Definisi yang dikemukakan oleh Bittner, dapat
memberikan arti pentingnya gatekeeper
dalam proses komunikasi disamping melibatkan unsur-unsur komunikasi sebagaimana
umumnya, ia membutuhkan peran media massa sebagai alat menyampaikan atau menyebarkan
informasi. Dan di dalam sebuah instansi media massa terdapat beberapa individu
yang bertugas mengolah informasi yang akan disampaikan atau disebarkan, dan
mereka sering disebut gatekeeper.

(Catatan dataset tentang lokasi objek)
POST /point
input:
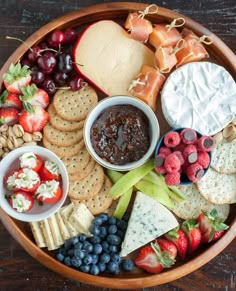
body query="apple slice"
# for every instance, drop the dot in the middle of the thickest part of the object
(108, 58)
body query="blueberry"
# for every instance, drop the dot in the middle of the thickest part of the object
(112, 220)
(103, 232)
(76, 262)
(105, 258)
(112, 229)
(115, 258)
(94, 270)
(88, 259)
(113, 267)
(98, 220)
(84, 268)
(60, 257)
(105, 246)
(82, 237)
(101, 266)
(104, 217)
(79, 253)
(94, 229)
(97, 249)
(67, 261)
(95, 239)
(113, 239)
(127, 265)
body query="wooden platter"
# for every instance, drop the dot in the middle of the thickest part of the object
(220, 53)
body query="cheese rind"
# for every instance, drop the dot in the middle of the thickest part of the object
(149, 219)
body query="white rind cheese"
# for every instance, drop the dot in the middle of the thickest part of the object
(149, 219)
(199, 95)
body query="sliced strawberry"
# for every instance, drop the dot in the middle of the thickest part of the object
(35, 120)
(33, 96)
(192, 230)
(9, 115)
(17, 77)
(212, 227)
(27, 180)
(49, 192)
(10, 100)
(154, 258)
(21, 201)
(180, 239)
(49, 171)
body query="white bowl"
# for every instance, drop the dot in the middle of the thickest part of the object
(38, 212)
(154, 130)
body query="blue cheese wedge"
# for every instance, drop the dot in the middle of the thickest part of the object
(149, 219)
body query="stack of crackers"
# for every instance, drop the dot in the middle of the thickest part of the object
(64, 136)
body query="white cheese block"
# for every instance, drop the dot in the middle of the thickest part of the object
(149, 219)
(109, 58)
(199, 95)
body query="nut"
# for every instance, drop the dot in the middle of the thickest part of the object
(18, 130)
(27, 137)
(37, 136)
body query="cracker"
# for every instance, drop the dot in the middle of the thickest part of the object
(88, 186)
(84, 172)
(102, 201)
(224, 157)
(74, 105)
(218, 188)
(64, 151)
(62, 124)
(194, 203)
(62, 138)
(77, 162)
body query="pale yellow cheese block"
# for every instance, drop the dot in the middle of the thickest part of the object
(109, 58)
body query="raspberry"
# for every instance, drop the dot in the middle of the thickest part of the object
(172, 139)
(172, 163)
(164, 150)
(194, 172)
(190, 153)
(159, 163)
(172, 178)
(206, 143)
(203, 159)
(188, 136)
(180, 156)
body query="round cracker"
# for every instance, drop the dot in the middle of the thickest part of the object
(62, 138)
(64, 151)
(77, 162)
(62, 124)
(74, 105)
(218, 188)
(84, 172)
(102, 200)
(89, 186)
(194, 203)
(224, 157)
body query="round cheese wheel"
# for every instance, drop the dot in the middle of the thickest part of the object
(199, 95)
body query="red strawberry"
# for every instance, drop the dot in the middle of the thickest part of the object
(192, 230)
(180, 239)
(9, 115)
(17, 77)
(211, 226)
(35, 120)
(154, 258)
(10, 100)
(33, 96)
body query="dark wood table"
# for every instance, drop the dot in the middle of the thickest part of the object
(20, 18)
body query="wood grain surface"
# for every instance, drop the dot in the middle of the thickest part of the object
(20, 18)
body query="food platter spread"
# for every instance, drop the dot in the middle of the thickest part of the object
(70, 119)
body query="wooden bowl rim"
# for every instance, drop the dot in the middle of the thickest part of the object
(144, 280)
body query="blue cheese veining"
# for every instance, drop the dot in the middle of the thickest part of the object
(149, 220)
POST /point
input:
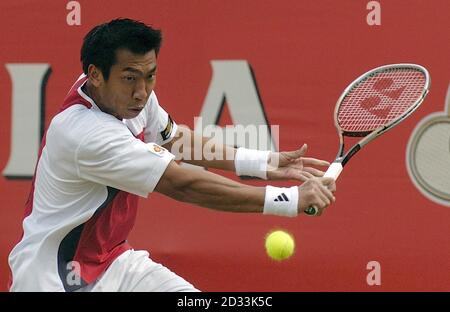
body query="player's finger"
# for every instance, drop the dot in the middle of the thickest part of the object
(327, 193)
(314, 161)
(294, 155)
(330, 183)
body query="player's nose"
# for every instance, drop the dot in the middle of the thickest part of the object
(140, 92)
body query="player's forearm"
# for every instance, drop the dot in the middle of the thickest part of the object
(201, 151)
(209, 190)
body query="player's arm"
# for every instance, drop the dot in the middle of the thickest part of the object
(209, 190)
(202, 151)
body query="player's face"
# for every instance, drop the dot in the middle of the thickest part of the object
(130, 83)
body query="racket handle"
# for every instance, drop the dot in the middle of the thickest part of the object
(333, 171)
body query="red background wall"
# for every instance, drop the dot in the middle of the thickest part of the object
(303, 54)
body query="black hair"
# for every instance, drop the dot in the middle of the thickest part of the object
(102, 42)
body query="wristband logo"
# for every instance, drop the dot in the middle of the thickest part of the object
(281, 198)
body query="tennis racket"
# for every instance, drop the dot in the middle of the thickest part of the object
(374, 103)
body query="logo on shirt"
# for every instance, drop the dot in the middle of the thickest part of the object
(156, 149)
(168, 130)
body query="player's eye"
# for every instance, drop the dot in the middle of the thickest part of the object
(129, 78)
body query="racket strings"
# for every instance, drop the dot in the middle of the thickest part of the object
(380, 98)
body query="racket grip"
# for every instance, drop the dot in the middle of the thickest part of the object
(333, 171)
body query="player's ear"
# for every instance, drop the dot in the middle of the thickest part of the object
(95, 75)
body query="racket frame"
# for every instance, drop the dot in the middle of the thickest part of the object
(341, 159)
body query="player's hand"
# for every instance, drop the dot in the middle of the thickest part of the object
(316, 192)
(293, 166)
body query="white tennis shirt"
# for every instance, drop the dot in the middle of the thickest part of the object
(83, 199)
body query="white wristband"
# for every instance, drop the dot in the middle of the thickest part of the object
(249, 162)
(281, 201)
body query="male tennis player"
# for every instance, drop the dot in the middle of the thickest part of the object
(109, 144)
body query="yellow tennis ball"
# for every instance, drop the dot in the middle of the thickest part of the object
(280, 245)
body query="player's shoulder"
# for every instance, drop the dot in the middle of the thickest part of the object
(78, 121)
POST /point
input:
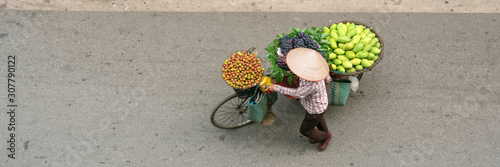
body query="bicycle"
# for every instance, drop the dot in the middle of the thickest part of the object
(232, 112)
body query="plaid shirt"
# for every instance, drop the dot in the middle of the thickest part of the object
(312, 95)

▸ Tugas Diberikan A
Menurut teks tentang gatekeeper, apa sebutan bagi individu di instansi media massa yang bertugas mengolah informasi yang akan disampaikan atau disebarkan?
▸ Tugas Diberikan B
Tuliskan kembali bagian teks tentang gatekeeper yang dibuka dengan kata-kata yang memuat "Definisi yang dikemukakan" dan ditutup dengan "sering disebut gatekeeper.".
Baris-baris data ini tidak ada kaitannya dengan teks tentang gatekeeper.

▸ Jawaban Akhir A
Mereka disebut gatekeeper.

▸ Jawaban Akhir B
Definisi yang dikemukakan oleh Bittner, dapat
memberikan arti pentingnya gatekeeper
dalam proses komunikasi disamping melibatkan unsur-unsur komunikasi sebagaimana
umumnya, ia membutuhkan peran media massa sebagai alat menyampaikan atau menyebarkan
informasi. Dan di dalam sebuah instansi media massa terdapat beberapa individu
yang bertugas mengolah informasi yang akan disampaikan atau disebarkan, dan
mereka sering disebut gatekeeper.